Excerto do texto:

════════

Em 25 de Novembro de 2008 foi proferida decisão sumária de não conhecimento do
recurso com a seguinte fundamentação:
“O presente recurso versa a matéria do direito de acesso dos cidadãos aos
tribunais para defesa dos seus direitos, em especial o acesso ao Pleno da Secção
de Contencioso Tributário do Supremo Tribunal Administrativo mediante
interposição de recurso extraordinário de uniformização de jurisprudência.
A sociedade recorrente interpôs recurso para uniformização de jurisprudência de
um acórdão proferido pela Secção de Contencioso Tributário do Supremo Tribunal
Administrativo com fundamento na oposição de julgados existente entre esse mesmo
acórdão e dois outros acórdãos anteriormente proferidos pela Secção de
Contencioso Administrativo do Supremo Tribunal Administrativo, tudo ao abrigo do
disposto no artigo 284.º, do Código de Procedimento e Processo Tributário
(CPPT), e no art. 27.º, n.º 1, alínea b), do Estatuto dos Tribunais
Administrativos e Fiscais (ETAF), na redacção da Lei n.º 13/2002, de 19 de
Fevereiro.
Porém, o tribunal recorrido viria a rejeitar esse recurso ao abrigo da aplicação
subsidiária da norma contida no artigo 152.º, n.º 1, al. b), do Código de
Processo nos Tribunais Administrativos (CPTA), aprovado pela Lei n.º 15/2002, de
22 de Fevereiro, na interpretação segundo a qual não é admissível recurso para
uniformização de jurisprudência fundado em contradição existente entre um
acórdão da Secção de Contencioso Tributário do STA e um acórdão da Secção de
Contencioso Administrativo do STA.
A sociedade recorrente entende que tal interpretação normativa viola as normas e
os princípios constitucionais consagrados nos artigos 20.º e 268.º da
Constituição.
O n.º 1 do art. 20.º da Constituição prescreve, com relevância para o caso
concreto, que “a todos é assegurado o acesso ao Direito e aos tribunais para
defesa dos seus direitos e interesses legalmente protegidos (...)”,
especificando o n.º 4 do art. 268.º, por referência à justiça administrativa e
tributária, que “é garantido aos administrados tutela jurisdicional efectiva dos
seus direitos ou interesses legalmente protegidos, incluindo, nomeadamente, o
reconhecimento desses direitos ou interesses, a impugnação de quaisquer actos
administrativos que os lesem, independentemente da sua forma, a determinação da
prática de actos administrativos devidos e a adopção de medidas cautelares
adequadas”.
A sociedade recorrente entende que a referida interpretação normativa viola o
direito constitucional de acesso aos tribunais e o princípio da plenitude da
garantia jurisdicional administrativa.
O Tribunal Constitucional já se debruçou amiúde sobre o fulcro da questão da
inconstitucionalidade dos presentes autos – direito ao terceiro grau de
jurisdição – e concluiu invariavelmente que o direito de acesso à justiça não
comporta um irrestrito direito a aceder ao Supremo Tribunal de Justiça, muito
menos por via de recurso extraordinário.

════════

[Registos de um conjunto de dados]
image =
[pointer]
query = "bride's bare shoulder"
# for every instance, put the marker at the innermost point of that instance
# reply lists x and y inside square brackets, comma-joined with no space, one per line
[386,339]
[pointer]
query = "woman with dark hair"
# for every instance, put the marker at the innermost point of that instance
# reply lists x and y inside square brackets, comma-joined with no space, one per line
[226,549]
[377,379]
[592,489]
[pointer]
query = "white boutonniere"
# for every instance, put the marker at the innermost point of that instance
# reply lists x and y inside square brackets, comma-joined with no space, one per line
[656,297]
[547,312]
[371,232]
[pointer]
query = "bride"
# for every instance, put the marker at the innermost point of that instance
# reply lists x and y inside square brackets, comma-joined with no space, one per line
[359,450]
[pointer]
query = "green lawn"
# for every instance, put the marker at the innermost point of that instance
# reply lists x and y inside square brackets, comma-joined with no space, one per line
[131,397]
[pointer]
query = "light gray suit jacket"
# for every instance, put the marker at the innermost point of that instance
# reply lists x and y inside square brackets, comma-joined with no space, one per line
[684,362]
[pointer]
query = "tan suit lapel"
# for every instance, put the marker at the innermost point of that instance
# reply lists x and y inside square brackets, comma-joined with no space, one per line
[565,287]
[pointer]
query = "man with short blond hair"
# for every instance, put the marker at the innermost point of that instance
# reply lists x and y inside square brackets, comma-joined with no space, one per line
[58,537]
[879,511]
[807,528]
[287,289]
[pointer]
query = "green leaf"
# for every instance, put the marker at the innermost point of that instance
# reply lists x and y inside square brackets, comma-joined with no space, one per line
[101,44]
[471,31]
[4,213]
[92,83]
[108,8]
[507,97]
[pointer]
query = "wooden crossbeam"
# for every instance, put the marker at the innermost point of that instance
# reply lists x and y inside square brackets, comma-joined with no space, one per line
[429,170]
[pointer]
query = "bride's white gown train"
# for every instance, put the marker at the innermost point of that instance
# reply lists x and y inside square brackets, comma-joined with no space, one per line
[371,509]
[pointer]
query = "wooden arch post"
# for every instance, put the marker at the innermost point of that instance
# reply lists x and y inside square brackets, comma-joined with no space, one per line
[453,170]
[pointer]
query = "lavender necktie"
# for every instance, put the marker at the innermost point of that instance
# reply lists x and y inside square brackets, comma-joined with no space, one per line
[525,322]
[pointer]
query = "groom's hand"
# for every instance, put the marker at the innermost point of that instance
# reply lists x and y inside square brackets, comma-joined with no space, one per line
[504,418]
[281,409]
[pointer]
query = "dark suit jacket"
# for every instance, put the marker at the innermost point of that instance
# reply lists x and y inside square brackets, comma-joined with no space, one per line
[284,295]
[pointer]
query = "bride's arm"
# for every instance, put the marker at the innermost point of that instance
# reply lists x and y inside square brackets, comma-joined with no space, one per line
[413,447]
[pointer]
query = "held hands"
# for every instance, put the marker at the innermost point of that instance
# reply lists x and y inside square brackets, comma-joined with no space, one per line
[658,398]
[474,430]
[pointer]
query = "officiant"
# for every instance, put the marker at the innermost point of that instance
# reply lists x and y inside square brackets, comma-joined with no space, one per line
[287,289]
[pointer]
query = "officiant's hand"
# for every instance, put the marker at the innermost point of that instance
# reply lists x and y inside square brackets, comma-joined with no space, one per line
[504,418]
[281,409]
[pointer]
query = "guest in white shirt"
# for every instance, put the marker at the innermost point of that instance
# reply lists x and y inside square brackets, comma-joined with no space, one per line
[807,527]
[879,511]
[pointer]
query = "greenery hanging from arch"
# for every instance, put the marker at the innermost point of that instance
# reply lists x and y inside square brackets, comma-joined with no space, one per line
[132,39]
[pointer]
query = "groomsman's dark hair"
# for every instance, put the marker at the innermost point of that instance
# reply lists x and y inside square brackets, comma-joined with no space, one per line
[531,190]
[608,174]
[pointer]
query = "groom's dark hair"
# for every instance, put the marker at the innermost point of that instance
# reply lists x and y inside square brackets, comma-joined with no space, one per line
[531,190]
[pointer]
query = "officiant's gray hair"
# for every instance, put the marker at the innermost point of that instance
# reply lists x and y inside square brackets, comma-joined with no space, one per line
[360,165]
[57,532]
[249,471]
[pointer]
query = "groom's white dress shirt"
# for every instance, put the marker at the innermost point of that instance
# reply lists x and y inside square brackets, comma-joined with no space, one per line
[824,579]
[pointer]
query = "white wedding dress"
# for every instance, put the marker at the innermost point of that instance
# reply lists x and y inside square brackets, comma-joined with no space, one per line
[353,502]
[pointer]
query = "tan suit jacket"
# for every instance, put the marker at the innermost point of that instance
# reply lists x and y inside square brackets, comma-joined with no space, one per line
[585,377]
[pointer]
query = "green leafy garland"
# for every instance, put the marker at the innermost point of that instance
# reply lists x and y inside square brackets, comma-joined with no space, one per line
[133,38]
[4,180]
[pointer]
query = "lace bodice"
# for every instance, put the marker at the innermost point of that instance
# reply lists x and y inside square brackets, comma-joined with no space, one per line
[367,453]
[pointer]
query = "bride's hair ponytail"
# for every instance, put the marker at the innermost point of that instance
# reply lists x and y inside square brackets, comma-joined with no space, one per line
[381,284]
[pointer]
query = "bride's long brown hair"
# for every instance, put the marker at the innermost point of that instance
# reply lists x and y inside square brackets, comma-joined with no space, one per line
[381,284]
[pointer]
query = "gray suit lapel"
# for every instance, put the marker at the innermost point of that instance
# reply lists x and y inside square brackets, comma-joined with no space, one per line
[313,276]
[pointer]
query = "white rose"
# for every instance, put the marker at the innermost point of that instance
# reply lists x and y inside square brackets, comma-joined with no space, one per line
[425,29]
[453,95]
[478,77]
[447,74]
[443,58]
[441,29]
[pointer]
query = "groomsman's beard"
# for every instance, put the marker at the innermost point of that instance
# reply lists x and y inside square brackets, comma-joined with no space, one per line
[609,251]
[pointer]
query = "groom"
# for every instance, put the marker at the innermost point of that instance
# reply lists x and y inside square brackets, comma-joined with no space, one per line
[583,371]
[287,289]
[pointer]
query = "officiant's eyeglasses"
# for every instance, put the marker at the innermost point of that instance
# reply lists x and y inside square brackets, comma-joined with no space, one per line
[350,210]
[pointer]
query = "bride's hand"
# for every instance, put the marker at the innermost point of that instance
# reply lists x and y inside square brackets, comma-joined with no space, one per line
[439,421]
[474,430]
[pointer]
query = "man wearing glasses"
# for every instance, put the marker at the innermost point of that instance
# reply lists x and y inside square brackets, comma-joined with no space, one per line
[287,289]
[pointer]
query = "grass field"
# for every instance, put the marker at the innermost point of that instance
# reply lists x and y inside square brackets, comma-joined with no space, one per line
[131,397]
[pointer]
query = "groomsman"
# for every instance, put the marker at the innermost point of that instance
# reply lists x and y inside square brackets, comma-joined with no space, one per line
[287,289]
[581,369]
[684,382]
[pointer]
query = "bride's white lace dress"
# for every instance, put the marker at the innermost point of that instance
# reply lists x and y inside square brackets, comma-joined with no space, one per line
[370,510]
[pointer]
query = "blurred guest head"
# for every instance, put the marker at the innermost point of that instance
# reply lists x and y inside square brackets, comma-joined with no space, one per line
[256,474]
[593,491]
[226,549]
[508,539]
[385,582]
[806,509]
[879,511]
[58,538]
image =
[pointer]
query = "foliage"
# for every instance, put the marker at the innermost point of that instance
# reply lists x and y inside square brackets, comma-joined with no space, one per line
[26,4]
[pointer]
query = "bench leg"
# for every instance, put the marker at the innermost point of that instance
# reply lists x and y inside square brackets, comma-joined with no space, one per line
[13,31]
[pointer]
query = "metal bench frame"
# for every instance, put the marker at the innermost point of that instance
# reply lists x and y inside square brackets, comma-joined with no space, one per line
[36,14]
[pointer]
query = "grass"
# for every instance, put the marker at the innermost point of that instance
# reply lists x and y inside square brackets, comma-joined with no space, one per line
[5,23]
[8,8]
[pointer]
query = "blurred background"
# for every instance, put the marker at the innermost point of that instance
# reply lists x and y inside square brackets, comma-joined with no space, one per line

════════

Instruções de trabalho:
**A.** Enumere todas as linhas da listagem que contêm a palavra "officiant", respeitando as maiúsculas e minúsculas.
**B.** Escreva a parte seguinte do excerto sobre o direito de acesso aos tribunais, a partir do ponto em que ele termina.
O excerto e a listagem não têm qualquer relação entre si.

Resultados por tarefa:
**A.**
query = "officiant"
query = "officiant's hand"
query = "officiant's gray hair"
query = "officiant's eyeglasses"

**B.**
Fê-lo, por exemplo, através do acórdão n.º 247/97, quando emitiu um juízo
negativo de inconstitucionalidade a respeito da interpretação normativa que,
mesmo em sede de processo criminal, vedava ao arguido o direito ao recurso
extraordinário de fixação de jurisprudência em caso de oposição de julgados
existente entre um acórdão do Tribunal da Relação e um acórdão do Supremo
Tribunal de Justiça (DR II Série, 17-5-1997).
Foi então avançado que o princípio constitucional da plenitude das garantias de
defesa do arguido, ainda que esteja em causa arguido condenado com uma pena
privativa de liberdade, se basta com a garantia de um segundo grau de
jurisdição, e que a mera oposição de julgados relativamente à mesma questão de
direito não constitui motivo suficiente para impor ao legislador a previsão de
um recurso extraordinário para a fixação de jurisprudência em todas as hipóteses
possíveis, a nível de tribunais superiores, de oposição de decisões.
Esse juízo negativo de inconstitucionalidade foi reiterado pelo Tribunal
Constitucional a respeito de outras situações de inadmissibilidade de recurso
extraordinário para a uniformização de jurisprudência, nomeadamente, nos
acórdãos n.º 571/98 (DR II Série, 26-11-1999) e 168/2003 (DR II Série,
26-5-2003).
Esta orientação do Tribunal Constitucional sobre a extensão do direito
de acesso aos tribunais e do direito de recurso em processo criminal não sofreu
alterações até aos nossos dias, conforme se alcança da leitura do seu recente
acórdão n.º 40/2008 (DR II Série, 28-2-2008), em especial da parte em que se
reiterou que:
«Ora, relativamente ao direito de acesso aos tribunais, constitui
reiterado entendimento deste Tribunal o de que do artigo 20.º, n.º 1, da CRP
não decorre um direito geral a um duplo grau de jurisdição, como já se
explicitou nos atrás parcialmente transcritos Acórdãos n.ºs 489/95 e 1124/96.
Como se referiu no Acórdão n.º 638/98 (na senda do já exposto, entre outros, nos
Acórdãos n.ºs 210/92, 346/92, 403/94, 475/94, 95/95, 270/95, 336/95, 715/96,
328/97, 234/98 e 276/98, e explicitando orientação posteriormente reiterada em
numerosos arestos, designadamente nos Acórdãos n.ºs 202/99, 373/99, 415/2001,
261/2002, 302/2005, 689/2005, 399/2007 e 500/2007):
“7. O artigo 20.º, n.º 1, da Constituição assegura a todos «o acesso
ao direito e aos tribunais para defesa dos seus direitos e interesses legalmente
protegidos, não podendo a justiça ser denegada por insuficiência de meios
económicos».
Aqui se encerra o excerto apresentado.